* **Challenge**
Report every line of the material that contains the word "water", and treat uppercase and lowercase letters as different.

* **Raw data**
- - -

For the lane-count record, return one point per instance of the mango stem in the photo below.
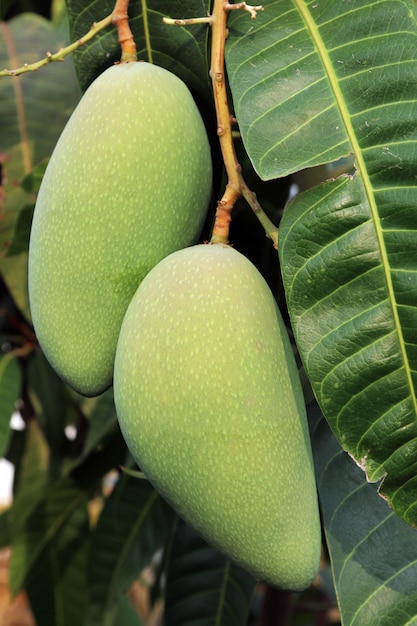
(62, 53)
(120, 19)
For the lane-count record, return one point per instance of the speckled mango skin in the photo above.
(128, 183)
(210, 404)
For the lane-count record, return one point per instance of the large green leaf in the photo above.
(203, 586)
(131, 528)
(373, 552)
(315, 81)
(348, 252)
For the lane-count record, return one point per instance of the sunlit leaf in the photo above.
(315, 81)
(373, 552)
(347, 251)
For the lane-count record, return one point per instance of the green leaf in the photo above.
(203, 586)
(102, 419)
(38, 528)
(181, 50)
(21, 235)
(10, 386)
(131, 528)
(127, 615)
(373, 552)
(33, 111)
(60, 574)
(52, 402)
(315, 81)
(347, 251)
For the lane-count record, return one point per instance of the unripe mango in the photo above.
(210, 404)
(128, 183)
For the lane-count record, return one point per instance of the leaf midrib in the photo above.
(362, 170)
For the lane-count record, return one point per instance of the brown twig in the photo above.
(120, 19)
(236, 186)
(62, 53)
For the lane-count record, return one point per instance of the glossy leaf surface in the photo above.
(315, 81)
(373, 552)
(347, 251)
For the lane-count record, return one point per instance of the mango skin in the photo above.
(128, 183)
(210, 404)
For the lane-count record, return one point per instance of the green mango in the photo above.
(128, 183)
(210, 404)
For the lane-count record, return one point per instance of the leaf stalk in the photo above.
(236, 186)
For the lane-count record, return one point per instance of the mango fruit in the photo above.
(210, 404)
(128, 183)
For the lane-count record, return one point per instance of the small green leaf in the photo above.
(131, 528)
(60, 574)
(10, 385)
(197, 570)
(21, 235)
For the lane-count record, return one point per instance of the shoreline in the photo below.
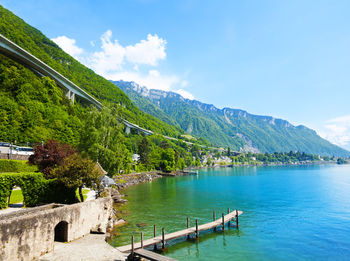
(127, 180)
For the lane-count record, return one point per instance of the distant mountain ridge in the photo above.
(235, 128)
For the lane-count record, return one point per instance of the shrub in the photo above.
(49, 156)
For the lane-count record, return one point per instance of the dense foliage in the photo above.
(231, 127)
(50, 155)
(34, 109)
(46, 50)
(76, 172)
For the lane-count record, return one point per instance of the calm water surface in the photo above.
(290, 213)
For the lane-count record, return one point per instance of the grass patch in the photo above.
(16, 196)
(85, 191)
(16, 166)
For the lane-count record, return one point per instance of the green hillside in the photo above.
(231, 127)
(33, 41)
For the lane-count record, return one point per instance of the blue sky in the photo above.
(287, 59)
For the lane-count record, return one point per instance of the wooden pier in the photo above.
(133, 247)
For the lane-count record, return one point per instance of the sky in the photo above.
(286, 59)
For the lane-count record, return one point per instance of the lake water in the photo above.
(290, 213)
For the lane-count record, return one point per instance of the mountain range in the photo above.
(228, 127)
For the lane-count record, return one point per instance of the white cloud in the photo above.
(113, 55)
(68, 45)
(152, 80)
(129, 63)
(337, 131)
(185, 94)
(147, 51)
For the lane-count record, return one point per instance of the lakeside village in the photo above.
(49, 180)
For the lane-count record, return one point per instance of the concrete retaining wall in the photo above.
(28, 234)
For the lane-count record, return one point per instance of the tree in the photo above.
(50, 155)
(77, 172)
(103, 140)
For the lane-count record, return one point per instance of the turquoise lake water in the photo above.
(290, 213)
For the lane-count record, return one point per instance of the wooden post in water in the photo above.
(223, 221)
(214, 219)
(132, 247)
(141, 239)
(163, 238)
(188, 225)
(228, 212)
(154, 235)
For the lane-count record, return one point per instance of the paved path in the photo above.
(89, 248)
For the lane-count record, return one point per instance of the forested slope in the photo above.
(33, 41)
(230, 127)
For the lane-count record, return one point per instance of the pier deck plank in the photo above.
(152, 256)
(181, 233)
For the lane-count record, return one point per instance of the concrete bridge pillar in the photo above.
(70, 95)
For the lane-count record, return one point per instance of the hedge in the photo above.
(16, 166)
(35, 188)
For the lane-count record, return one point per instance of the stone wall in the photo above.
(28, 234)
(14, 156)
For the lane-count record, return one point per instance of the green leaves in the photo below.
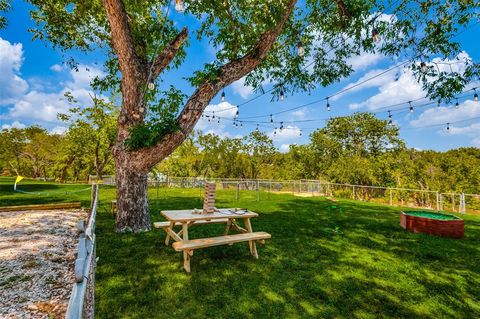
(160, 121)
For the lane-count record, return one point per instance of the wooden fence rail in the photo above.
(82, 300)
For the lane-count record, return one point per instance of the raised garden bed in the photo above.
(432, 223)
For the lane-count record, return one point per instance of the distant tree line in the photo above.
(358, 149)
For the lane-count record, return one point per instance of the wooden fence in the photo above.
(82, 300)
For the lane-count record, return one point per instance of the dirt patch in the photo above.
(37, 256)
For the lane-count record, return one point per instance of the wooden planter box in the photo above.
(444, 228)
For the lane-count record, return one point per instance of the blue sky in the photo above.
(34, 79)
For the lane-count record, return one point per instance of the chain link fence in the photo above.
(259, 189)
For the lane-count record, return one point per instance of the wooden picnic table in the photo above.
(228, 216)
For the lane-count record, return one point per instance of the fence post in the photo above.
(258, 190)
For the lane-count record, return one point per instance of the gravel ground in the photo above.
(37, 256)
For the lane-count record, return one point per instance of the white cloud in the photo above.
(442, 115)
(243, 90)
(15, 124)
(11, 84)
(288, 133)
(299, 114)
(223, 112)
(284, 148)
(398, 86)
(378, 81)
(56, 68)
(41, 106)
(390, 91)
(364, 60)
(60, 130)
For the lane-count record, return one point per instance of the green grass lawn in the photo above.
(320, 263)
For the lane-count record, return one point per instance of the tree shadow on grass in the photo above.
(320, 263)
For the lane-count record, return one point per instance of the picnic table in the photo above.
(229, 216)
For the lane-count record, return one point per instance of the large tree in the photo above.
(257, 39)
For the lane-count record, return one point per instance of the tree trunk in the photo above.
(132, 197)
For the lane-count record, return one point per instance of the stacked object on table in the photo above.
(209, 201)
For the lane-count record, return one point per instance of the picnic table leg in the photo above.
(253, 247)
(167, 239)
(186, 254)
(229, 224)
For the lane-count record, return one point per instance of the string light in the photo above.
(179, 6)
(423, 66)
(300, 49)
(375, 35)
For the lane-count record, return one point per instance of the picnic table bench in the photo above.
(187, 218)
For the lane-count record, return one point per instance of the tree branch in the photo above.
(230, 72)
(122, 39)
(168, 53)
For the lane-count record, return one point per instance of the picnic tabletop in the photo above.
(187, 215)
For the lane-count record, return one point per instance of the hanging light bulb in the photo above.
(179, 6)
(375, 35)
(151, 85)
(424, 67)
(300, 49)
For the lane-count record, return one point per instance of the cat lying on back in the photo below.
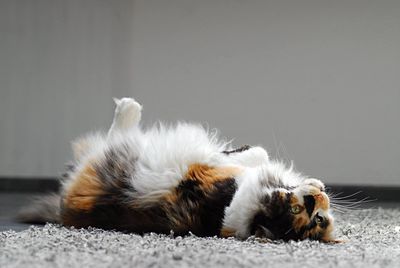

- - -

* **Finished answer**
For the lane-count record, return one point per instance of the calm water surface in the photo above.
For the lane-count record, return one point per instance of the lake water in the photo above.
For the lane-count record, return one point per instance of the turquoise lake water in the photo above.
For the lane-count record, return one point per instance of the wooden post in water in the photo above.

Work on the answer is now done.